Direction
Rewrite all of the rows below as a numbered list, skipping any blank lines. Leave the pictures out of your answer.
_ _ _
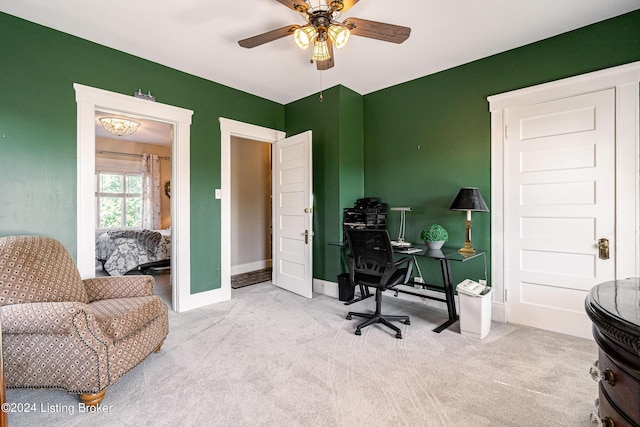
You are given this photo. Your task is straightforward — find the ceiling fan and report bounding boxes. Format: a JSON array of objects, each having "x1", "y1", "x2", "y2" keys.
[{"x1": 238, "y1": 0, "x2": 411, "y2": 70}]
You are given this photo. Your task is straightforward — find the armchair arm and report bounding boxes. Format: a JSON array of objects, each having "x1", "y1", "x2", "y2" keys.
[
  {"x1": 83, "y1": 276, "x2": 155, "y2": 302},
  {"x1": 0, "y1": 302, "x2": 87, "y2": 334}
]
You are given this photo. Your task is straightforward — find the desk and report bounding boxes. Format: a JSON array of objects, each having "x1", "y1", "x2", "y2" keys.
[{"x1": 329, "y1": 242, "x2": 487, "y2": 333}]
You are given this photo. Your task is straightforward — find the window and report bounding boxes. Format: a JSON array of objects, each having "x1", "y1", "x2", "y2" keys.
[{"x1": 96, "y1": 172, "x2": 142, "y2": 229}]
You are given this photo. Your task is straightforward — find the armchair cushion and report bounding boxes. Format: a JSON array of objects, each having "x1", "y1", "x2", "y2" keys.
[
  {"x1": 83, "y1": 276, "x2": 154, "y2": 301},
  {"x1": 0, "y1": 236, "x2": 169, "y2": 404},
  {"x1": 90, "y1": 296, "x2": 167, "y2": 341},
  {"x1": 0, "y1": 236, "x2": 89, "y2": 305},
  {"x1": 0, "y1": 302, "x2": 87, "y2": 335}
]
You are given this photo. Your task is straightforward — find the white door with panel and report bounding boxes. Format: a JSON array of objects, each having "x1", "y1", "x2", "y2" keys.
[
  {"x1": 505, "y1": 89, "x2": 616, "y2": 338},
  {"x1": 273, "y1": 131, "x2": 313, "y2": 298}
]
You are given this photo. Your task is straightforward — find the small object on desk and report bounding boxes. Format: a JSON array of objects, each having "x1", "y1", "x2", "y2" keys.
[{"x1": 394, "y1": 247, "x2": 422, "y2": 254}]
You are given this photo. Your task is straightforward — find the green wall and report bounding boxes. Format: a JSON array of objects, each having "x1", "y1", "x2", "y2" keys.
[
  {"x1": 364, "y1": 7, "x2": 640, "y2": 280},
  {"x1": 0, "y1": 13, "x2": 284, "y2": 293},
  {"x1": 0, "y1": 11, "x2": 640, "y2": 293},
  {"x1": 285, "y1": 86, "x2": 364, "y2": 282}
]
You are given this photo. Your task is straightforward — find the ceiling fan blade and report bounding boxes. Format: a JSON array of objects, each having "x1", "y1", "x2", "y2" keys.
[
  {"x1": 343, "y1": 18, "x2": 411, "y2": 44},
  {"x1": 276, "y1": 0, "x2": 309, "y2": 12},
  {"x1": 340, "y1": 0, "x2": 358, "y2": 12},
  {"x1": 316, "y1": 42, "x2": 336, "y2": 71},
  {"x1": 238, "y1": 25, "x2": 300, "y2": 49}
]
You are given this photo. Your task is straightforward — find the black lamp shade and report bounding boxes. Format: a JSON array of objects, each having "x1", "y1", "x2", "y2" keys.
[{"x1": 449, "y1": 187, "x2": 489, "y2": 212}]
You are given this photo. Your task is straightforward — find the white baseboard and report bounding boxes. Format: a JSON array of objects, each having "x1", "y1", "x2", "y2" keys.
[
  {"x1": 231, "y1": 259, "x2": 272, "y2": 276},
  {"x1": 313, "y1": 279, "x2": 338, "y2": 298}
]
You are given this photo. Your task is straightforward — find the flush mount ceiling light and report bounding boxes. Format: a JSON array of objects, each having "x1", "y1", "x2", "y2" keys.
[
  {"x1": 100, "y1": 117, "x2": 140, "y2": 136},
  {"x1": 238, "y1": 0, "x2": 411, "y2": 70}
]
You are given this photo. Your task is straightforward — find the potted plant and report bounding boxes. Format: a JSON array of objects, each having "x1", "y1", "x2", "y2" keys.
[{"x1": 420, "y1": 224, "x2": 449, "y2": 249}]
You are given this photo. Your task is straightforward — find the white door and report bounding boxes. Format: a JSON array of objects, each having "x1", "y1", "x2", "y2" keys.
[
  {"x1": 273, "y1": 131, "x2": 313, "y2": 298},
  {"x1": 505, "y1": 89, "x2": 616, "y2": 338}
]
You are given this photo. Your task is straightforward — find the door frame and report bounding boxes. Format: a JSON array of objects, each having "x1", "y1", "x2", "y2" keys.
[
  {"x1": 487, "y1": 61, "x2": 640, "y2": 322},
  {"x1": 219, "y1": 117, "x2": 286, "y2": 300},
  {"x1": 73, "y1": 83, "x2": 192, "y2": 312}
]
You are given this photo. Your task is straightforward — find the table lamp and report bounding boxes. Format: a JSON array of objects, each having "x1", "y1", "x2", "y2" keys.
[
  {"x1": 391, "y1": 207, "x2": 411, "y2": 248},
  {"x1": 449, "y1": 187, "x2": 489, "y2": 255}
]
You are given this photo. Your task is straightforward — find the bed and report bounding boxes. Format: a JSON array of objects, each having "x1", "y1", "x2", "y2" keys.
[{"x1": 96, "y1": 230, "x2": 171, "y2": 276}]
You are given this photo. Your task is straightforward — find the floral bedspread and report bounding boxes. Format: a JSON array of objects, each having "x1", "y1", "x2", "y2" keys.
[{"x1": 96, "y1": 230, "x2": 171, "y2": 276}]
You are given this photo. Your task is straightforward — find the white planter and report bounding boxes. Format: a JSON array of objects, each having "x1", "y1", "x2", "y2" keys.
[{"x1": 458, "y1": 288, "x2": 493, "y2": 339}]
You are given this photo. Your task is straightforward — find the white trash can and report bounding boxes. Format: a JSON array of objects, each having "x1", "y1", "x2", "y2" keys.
[{"x1": 458, "y1": 288, "x2": 493, "y2": 339}]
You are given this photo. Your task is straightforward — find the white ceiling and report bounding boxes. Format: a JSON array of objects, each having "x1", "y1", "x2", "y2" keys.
[{"x1": 0, "y1": 0, "x2": 640, "y2": 104}]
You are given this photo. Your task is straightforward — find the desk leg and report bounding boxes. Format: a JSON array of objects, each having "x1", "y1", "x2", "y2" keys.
[{"x1": 433, "y1": 259, "x2": 458, "y2": 333}]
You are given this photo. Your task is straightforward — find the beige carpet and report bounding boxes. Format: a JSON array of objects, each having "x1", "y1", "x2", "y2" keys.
[{"x1": 7, "y1": 276, "x2": 597, "y2": 427}]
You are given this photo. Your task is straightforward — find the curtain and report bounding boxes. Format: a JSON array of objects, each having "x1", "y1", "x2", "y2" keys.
[{"x1": 142, "y1": 153, "x2": 160, "y2": 230}]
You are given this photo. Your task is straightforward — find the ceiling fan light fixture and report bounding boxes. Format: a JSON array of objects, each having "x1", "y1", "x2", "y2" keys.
[
  {"x1": 327, "y1": 24, "x2": 351, "y2": 49},
  {"x1": 293, "y1": 25, "x2": 316, "y2": 49},
  {"x1": 311, "y1": 37, "x2": 331, "y2": 62},
  {"x1": 100, "y1": 117, "x2": 140, "y2": 136}
]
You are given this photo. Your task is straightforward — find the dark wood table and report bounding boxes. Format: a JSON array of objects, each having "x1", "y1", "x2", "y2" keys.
[
  {"x1": 585, "y1": 278, "x2": 640, "y2": 427},
  {"x1": 329, "y1": 242, "x2": 487, "y2": 333}
]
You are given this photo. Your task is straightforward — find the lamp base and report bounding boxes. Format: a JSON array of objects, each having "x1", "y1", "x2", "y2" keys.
_ _ _
Answer to the exercise
1. You are given this photo. Your task is straightforward — find the ceiling fan and report bounding boxes. Format: a JSON array of objects, each having "x1", "y1", "x2", "y2" keys.
2. [{"x1": 238, "y1": 0, "x2": 411, "y2": 70}]
3. You are given this photo. Your task is straightforward — find the armchair arm and report bounding boxes. Format: a JSON array of objects, each having "x1", "y1", "x2", "y2" keys.
4. [
5.   {"x1": 83, "y1": 276, "x2": 155, "y2": 302},
6.   {"x1": 0, "y1": 302, "x2": 87, "y2": 334}
7. ]
8. You are given this photo. Your task is straightforward — find the desk and report bounding boxes. Format: a JSON array of objects, each having "x1", "y1", "x2", "y2" keys.
9. [{"x1": 329, "y1": 242, "x2": 487, "y2": 333}]
10. You are given this photo. Your task is straightforward — find the window and report bounding boxes. Format: a JSON array of objects, each having "x1", "y1", "x2", "y2" keys.
11. [{"x1": 96, "y1": 172, "x2": 142, "y2": 229}]
12. You are given this photo. Your task is straightforward — find the armchair cushion and report bounding boxes. Format: a JSON array of objects, each having "x1", "y1", "x2", "y2" keys.
13. [
14.   {"x1": 83, "y1": 276, "x2": 154, "y2": 301},
15.   {"x1": 0, "y1": 236, "x2": 169, "y2": 404},
16.   {"x1": 90, "y1": 296, "x2": 167, "y2": 341},
17.   {"x1": 0, "y1": 236, "x2": 89, "y2": 305},
18.   {"x1": 0, "y1": 302, "x2": 87, "y2": 335}
19. ]
20. You are given this photo. Your task is straightforward — find the white door with panel and report bounding boxes. Format: a JSON array of objects, each having "x1", "y1", "x2", "y2" keys.
21. [
22.   {"x1": 505, "y1": 89, "x2": 616, "y2": 338},
23.   {"x1": 273, "y1": 131, "x2": 313, "y2": 298}
24. ]
25. You are given this photo. Your task is straightforward — find the small object on desk and report bounding boxes. Format: a JSON array of objects, each having "x1", "y1", "x2", "y2" keys.
26. [{"x1": 394, "y1": 247, "x2": 422, "y2": 254}]
27. You are given this photo. Your task is straightforward — find the green wall and report bounding boxes. Format: a JSON array of objects, each having "x1", "y1", "x2", "y2" keys.
28. [
29.   {"x1": 364, "y1": 7, "x2": 640, "y2": 280},
30.   {"x1": 0, "y1": 13, "x2": 284, "y2": 293},
31.   {"x1": 0, "y1": 11, "x2": 640, "y2": 293},
32.   {"x1": 285, "y1": 86, "x2": 364, "y2": 282}
33. ]
34. You are given this photo. Your task is straightforward — find the ceiling fan blade and report bounding boxes. Format: a JSON array of objects, each having "x1", "y1", "x2", "y2" keys.
35. [
36.   {"x1": 343, "y1": 18, "x2": 411, "y2": 44},
37.   {"x1": 276, "y1": 0, "x2": 309, "y2": 12},
38.   {"x1": 340, "y1": 0, "x2": 358, "y2": 12},
39.   {"x1": 316, "y1": 42, "x2": 336, "y2": 71},
40.   {"x1": 238, "y1": 25, "x2": 300, "y2": 49}
41. ]
42. You are given this photo. Your task is straightforward — find the black lamp shade and report bounding boxes. Format: a JSON array of objects, each having "x1", "y1", "x2", "y2" keys.
43. [{"x1": 449, "y1": 187, "x2": 489, "y2": 212}]
44. You are given this photo. Your task is straightforward — find the white baseboard and report bounding boxes. Format: a JSON array of objects, each having "x1", "y1", "x2", "y2" keys.
45. [
46.   {"x1": 231, "y1": 259, "x2": 272, "y2": 276},
47.   {"x1": 313, "y1": 279, "x2": 338, "y2": 298}
48. ]
49. You are given this photo. Your task is straightforward — find the flush mount ceiling light and report bounding boxes. Format: a JSON array of objects, each having "x1", "y1", "x2", "y2" keys.
50. [
51.   {"x1": 100, "y1": 117, "x2": 140, "y2": 136},
52.   {"x1": 238, "y1": 0, "x2": 411, "y2": 70}
53. ]
54. You are given this photo. Your task is straightforward — find the potted plant and report bounding boxes. Format: a JSON array of objects, each having "x1", "y1", "x2", "y2" keys.
55. [{"x1": 420, "y1": 224, "x2": 449, "y2": 249}]
56. You are given this photo. Your task is straightforward — find the white door and report bounding boxes. Format: a JSON array of objects, each having "x1", "y1", "x2", "y2" keys.
57. [
58.   {"x1": 273, "y1": 131, "x2": 313, "y2": 298},
59.   {"x1": 505, "y1": 89, "x2": 616, "y2": 338}
60. ]
61. You are given this photo. Your task is straightforward — find the door frame and report bounding boxes. Format: a JSON array of objects, each having "x1", "y1", "x2", "y2" keys.
62. [
63.   {"x1": 487, "y1": 61, "x2": 640, "y2": 322},
64.   {"x1": 219, "y1": 117, "x2": 286, "y2": 300},
65.   {"x1": 73, "y1": 83, "x2": 192, "y2": 312}
66. ]
67. You are given this photo. Your task is straightforward — find the table lamp and report bounding boxes. Format: a JSON array of objects, each having "x1", "y1", "x2", "y2" keys.
68. [
69.   {"x1": 391, "y1": 207, "x2": 411, "y2": 248},
70.   {"x1": 449, "y1": 187, "x2": 489, "y2": 255}
71. ]
72. You are given this photo. Your task is straightforward — find the bed and report bounding boxes. Format: a JSON array of objects, each having "x1", "y1", "x2", "y2" keys.
73. [{"x1": 96, "y1": 230, "x2": 171, "y2": 276}]
74. You are given this photo. Your task is straightforward — find the floral bedspread and report bounding boxes. Format: a JSON array of objects, each having "x1", "y1", "x2", "y2" keys.
75. [{"x1": 96, "y1": 230, "x2": 171, "y2": 276}]
76. You are given this photo. Your task is straightforward — find the white planter and report bounding boxes. Format: a JSON array of objects, each having "x1", "y1", "x2", "y2" keys.
77. [{"x1": 458, "y1": 288, "x2": 493, "y2": 339}]
78. You are given this photo. Your task is straightforward — find the white trash can and report bounding boxes. Format: a JSON array of objects, each having "x1", "y1", "x2", "y2" keys.
79. [{"x1": 458, "y1": 288, "x2": 493, "y2": 339}]
80. You are given this photo. Your task is straightforward — find the white ceiling and report bounding boxes. Format: a JSON array of objects, each having "x1", "y1", "x2", "y2" keys.
81. [{"x1": 0, "y1": 0, "x2": 640, "y2": 104}]
82. You are given this photo. Your task is straightforward — find the desk leg and report bounding boxes. Format: a JSON array of objects, each having "x1", "y1", "x2", "y2" keys.
83. [{"x1": 433, "y1": 259, "x2": 458, "y2": 333}]
84. You are given this photo. Your task is straightforward — find the beige carpet and report bounding boxes. Format: a JSON array of objects, each having "x1", "y1", "x2", "y2" keys.
85. [{"x1": 7, "y1": 276, "x2": 597, "y2": 427}]
86. You are given this photo. Your task is straightforward — find the curtain and report bounding boxes. Format: a JSON array of objects, each having "x1", "y1", "x2", "y2" keys.
87. [{"x1": 142, "y1": 153, "x2": 160, "y2": 230}]
88. You are given this photo. Your task is straightforward — find the ceiling fan light fixture and report bounding boxes. Format: a JSON array of objects, each having "x1", "y1", "x2", "y2" keys.
89. [
90.   {"x1": 327, "y1": 24, "x2": 351, "y2": 49},
91.   {"x1": 293, "y1": 25, "x2": 316, "y2": 49},
92.   {"x1": 311, "y1": 37, "x2": 331, "y2": 62},
93.   {"x1": 100, "y1": 117, "x2": 140, "y2": 136}
94. ]
95. You are given this photo. Your task is straightforward — find the dark wood table and report bounding boxes. Format: a JSON array of objects, each having "x1", "y1", "x2", "y2" keys.
96. [
97.   {"x1": 585, "y1": 278, "x2": 640, "y2": 427},
98.   {"x1": 329, "y1": 242, "x2": 487, "y2": 333}
99. ]
100. You are given this photo. Your task is straightforward — find the lamp base and report bounding boxes. Format: a JSON array of objects, each having "x1", "y1", "x2", "y2" keys.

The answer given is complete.